Exercise aim — Count the lines in the entries below that contain the string "target", and report only that number.

Entries shown —
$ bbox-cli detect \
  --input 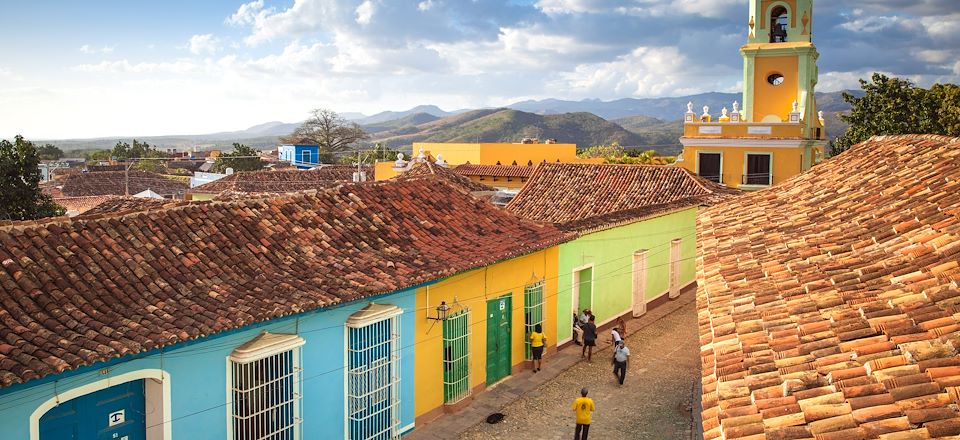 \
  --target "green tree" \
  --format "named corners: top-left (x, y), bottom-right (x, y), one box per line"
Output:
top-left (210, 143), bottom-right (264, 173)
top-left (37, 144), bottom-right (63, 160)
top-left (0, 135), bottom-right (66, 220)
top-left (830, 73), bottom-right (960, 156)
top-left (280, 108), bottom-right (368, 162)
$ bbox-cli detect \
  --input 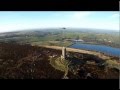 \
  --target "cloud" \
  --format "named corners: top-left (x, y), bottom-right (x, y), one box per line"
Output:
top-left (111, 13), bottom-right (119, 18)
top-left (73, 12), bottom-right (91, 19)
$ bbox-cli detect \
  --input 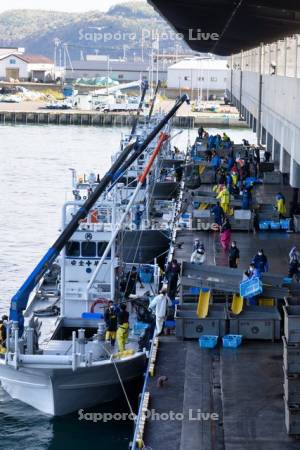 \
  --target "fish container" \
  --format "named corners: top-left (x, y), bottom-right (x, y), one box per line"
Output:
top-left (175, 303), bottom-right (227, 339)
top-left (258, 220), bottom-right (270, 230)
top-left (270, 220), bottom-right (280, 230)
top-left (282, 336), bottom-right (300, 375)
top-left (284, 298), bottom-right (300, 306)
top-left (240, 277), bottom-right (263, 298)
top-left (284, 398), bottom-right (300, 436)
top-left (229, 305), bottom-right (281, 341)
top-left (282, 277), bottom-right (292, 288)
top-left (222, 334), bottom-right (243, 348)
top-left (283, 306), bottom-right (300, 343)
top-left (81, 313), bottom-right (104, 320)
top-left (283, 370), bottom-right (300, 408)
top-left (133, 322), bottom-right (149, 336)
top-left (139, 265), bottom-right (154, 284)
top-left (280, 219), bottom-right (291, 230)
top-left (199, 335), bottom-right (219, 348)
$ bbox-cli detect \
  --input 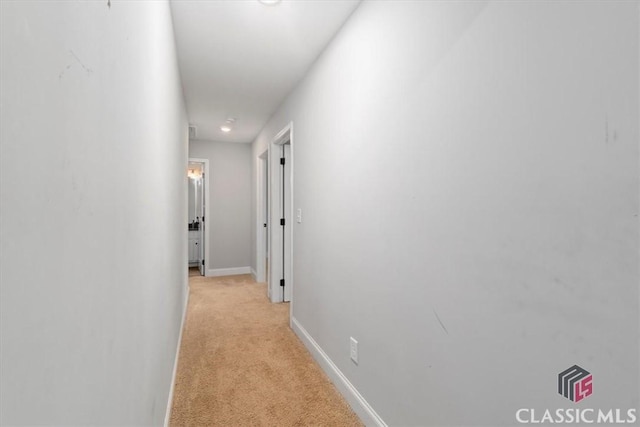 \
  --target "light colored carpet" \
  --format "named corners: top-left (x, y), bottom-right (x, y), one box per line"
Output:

Output of the exercise — 4